▶ _PROBLEM DETAILS_
In the copy, include every entry exactly but none of the images.

▶ _EXTRACTED INFORMATION_
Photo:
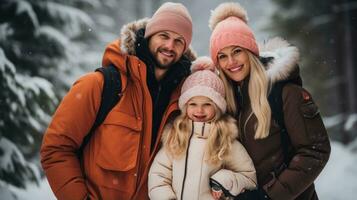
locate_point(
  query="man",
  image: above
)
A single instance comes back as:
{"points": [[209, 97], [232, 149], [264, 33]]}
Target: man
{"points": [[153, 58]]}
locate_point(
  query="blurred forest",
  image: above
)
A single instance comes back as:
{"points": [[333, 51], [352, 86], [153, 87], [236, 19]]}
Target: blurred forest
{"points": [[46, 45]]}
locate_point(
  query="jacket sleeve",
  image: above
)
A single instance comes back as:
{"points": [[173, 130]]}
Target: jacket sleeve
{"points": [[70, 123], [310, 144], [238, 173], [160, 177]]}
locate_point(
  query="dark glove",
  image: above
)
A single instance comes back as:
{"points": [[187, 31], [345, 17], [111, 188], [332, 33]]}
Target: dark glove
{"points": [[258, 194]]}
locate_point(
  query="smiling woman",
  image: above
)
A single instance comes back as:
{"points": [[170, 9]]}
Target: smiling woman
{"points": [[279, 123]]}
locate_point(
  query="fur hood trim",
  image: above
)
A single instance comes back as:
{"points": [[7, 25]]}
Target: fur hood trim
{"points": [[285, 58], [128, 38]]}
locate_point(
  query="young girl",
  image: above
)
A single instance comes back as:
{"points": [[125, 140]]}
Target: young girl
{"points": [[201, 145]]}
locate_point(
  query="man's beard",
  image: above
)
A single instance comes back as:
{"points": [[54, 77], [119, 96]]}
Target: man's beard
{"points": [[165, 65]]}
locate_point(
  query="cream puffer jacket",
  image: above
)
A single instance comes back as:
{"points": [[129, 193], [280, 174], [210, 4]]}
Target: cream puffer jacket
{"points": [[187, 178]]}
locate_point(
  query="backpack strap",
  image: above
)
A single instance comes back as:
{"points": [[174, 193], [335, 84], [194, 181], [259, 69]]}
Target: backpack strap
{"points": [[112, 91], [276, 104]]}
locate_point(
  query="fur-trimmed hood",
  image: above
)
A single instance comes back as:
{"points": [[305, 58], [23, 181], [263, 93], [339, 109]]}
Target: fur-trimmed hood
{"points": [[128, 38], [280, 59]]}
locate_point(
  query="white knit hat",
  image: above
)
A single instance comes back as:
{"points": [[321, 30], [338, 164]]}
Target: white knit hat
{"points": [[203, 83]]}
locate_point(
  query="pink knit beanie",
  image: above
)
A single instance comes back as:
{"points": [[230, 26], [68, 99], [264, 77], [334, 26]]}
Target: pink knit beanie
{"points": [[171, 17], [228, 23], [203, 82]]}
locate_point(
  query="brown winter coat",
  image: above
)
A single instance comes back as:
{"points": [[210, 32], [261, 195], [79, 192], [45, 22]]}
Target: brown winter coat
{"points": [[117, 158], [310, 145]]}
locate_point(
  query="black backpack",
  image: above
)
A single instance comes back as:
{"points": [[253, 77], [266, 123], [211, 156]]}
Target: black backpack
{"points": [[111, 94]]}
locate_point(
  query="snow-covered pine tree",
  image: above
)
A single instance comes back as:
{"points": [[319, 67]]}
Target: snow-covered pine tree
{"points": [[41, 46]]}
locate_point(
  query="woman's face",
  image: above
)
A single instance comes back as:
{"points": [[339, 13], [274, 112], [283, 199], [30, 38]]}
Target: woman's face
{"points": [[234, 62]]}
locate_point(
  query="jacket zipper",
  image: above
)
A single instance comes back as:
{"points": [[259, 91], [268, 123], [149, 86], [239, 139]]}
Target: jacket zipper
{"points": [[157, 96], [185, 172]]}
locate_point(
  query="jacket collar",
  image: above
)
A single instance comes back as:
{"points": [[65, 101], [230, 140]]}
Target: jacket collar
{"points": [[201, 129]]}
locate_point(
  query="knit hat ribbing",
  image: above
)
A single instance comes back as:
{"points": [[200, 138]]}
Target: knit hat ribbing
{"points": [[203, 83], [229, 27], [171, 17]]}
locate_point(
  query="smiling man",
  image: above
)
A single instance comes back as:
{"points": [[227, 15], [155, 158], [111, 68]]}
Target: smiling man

▶ _OUTPUT FOR THIS EXERCISE_
Photo:
locate_point(
  query="man",
  image: above
)
A single instance comes back as:
{"points": [[209, 97], [232, 149], [264, 33]]}
Target: man
{"points": [[153, 58]]}
locate_point(
  query="blurred forest",
  image: above
)
A single instance comes back as:
{"points": [[333, 51], [352, 86], [153, 87], [236, 19]]}
Target: blurred forest
{"points": [[46, 45]]}
locate_point(
  query="jacket sleeve",
  image: above
)
A single instance comes back as:
{"points": [[173, 130]]}
Target: jacket sleeve
{"points": [[70, 123], [310, 144], [238, 173], [160, 177]]}
locate_point(
  query="dark glove",
  image: above
)
A single instance comes back as:
{"points": [[187, 31], [345, 17], [111, 188], [332, 33]]}
Target: dark glove
{"points": [[258, 194]]}
locate_point(
  query="smiling woman",
  image: above
)
A single instance comes back as:
{"points": [[170, 9]]}
Target: smiling woman
{"points": [[279, 123]]}
locate_point(
  query="fur hood trim",
  image: above
)
A single instance comes back as:
{"points": [[7, 25]]}
Target: fur hood trim
{"points": [[285, 58], [128, 38]]}
locate_point(
  query="young girl",
  image: above
)
A single instance comes back as:
{"points": [[125, 140]]}
Target: young girl
{"points": [[201, 145]]}
locate_point(
  query="man's beard",
  image: above
)
A single instance comes back as:
{"points": [[54, 77], [119, 96]]}
Target: man's beard
{"points": [[165, 65]]}
locate_point(
  query="cream puffer jacket",
  image: above
)
A single instance comes back as:
{"points": [[129, 193], [280, 174], [210, 4]]}
Target: cream puffer jacket
{"points": [[187, 178]]}
locate_point(
  query="backpack strap",
  image: above
)
A single instance comes back as:
{"points": [[174, 193], [335, 84], [194, 181], [259, 69]]}
Target: backpack strap
{"points": [[112, 91], [276, 104]]}
locate_point(
  query="fur-trimmed hood",
  image: above
)
A single instance comes back as:
{"points": [[305, 58], [23, 181], [263, 93], [339, 109]]}
Target: fur-trimmed hood
{"points": [[128, 38], [280, 59]]}
locate_point(
  query="white knit hat",
  image: above
)
A single instance comes back as:
{"points": [[321, 30], [338, 164]]}
Target: white knit hat
{"points": [[203, 83]]}
locate_point(
  query="pink knit beanie",
  image: above
)
A single instance comes back as:
{"points": [[230, 26], [68, 99], [264, 77], [334, 26]]}
Target: pink knit beanie
{"points": [[171, 17], [228, 23], [203, 82]]}
locate_point(
  query="brown winter coat",
  image: above
)
A single instance comes back as:
{"points": [[210, 32], [261, 195], [79, 192], [45, 22]]}
Target: brown winter coat
{"points": [[117, 158], [310, 145]]}
locate_point(
  query="black backpack",
  image: above
)
A single instance comes back as:
{"points": [[253, 77], [266, 123], [211, 156]]}
Target: black backpack
{"points": [[111, 94]]}
locate_point(
  query="snow-covered pine tree",
  image: above
)
A single instance comes back as:
{"points": [[319, 67]]}
Target: snow-covered pine tree
{"points": [[41, 46]]}
locate_point(
  query="woman's face",
  image: above
)
A single instance comes back as:
{"points": [[339, 13], [274, 112], [283, 199], [30, 38]]}
Target: woman's face
{"points": [[234, 62]]}
locate_point(
  query="jacket zipper",
  image: above
)
A single instance comes back as:
{"points": [[259, 91], [268, 123], [149, 86], [239, 139]]}
Target: jacket zipper
{"points": [[157, 96], [185, 172]]}
locate_point(
  query="jacket collar",
  image: above
)
A single instance comes back as:
{"points": [[65, 101], [230, 140]]}
Target: jacket collar
{"points": [[201, 129]]}
locate_point(
  query="knit hat ribbing",
  image: above
)
A single instance comes back as:
{"points": [[200, 138]]}
Target: knit hat ribbing
{"points": [[203, 83], [229, 27], [171, 17]]}
locate_point(
  query="smiling man",
  image: above
)
A single instance comes back as:
{"points": [[227, 15], [155, 158], [111, 68]]}
Target: smiling man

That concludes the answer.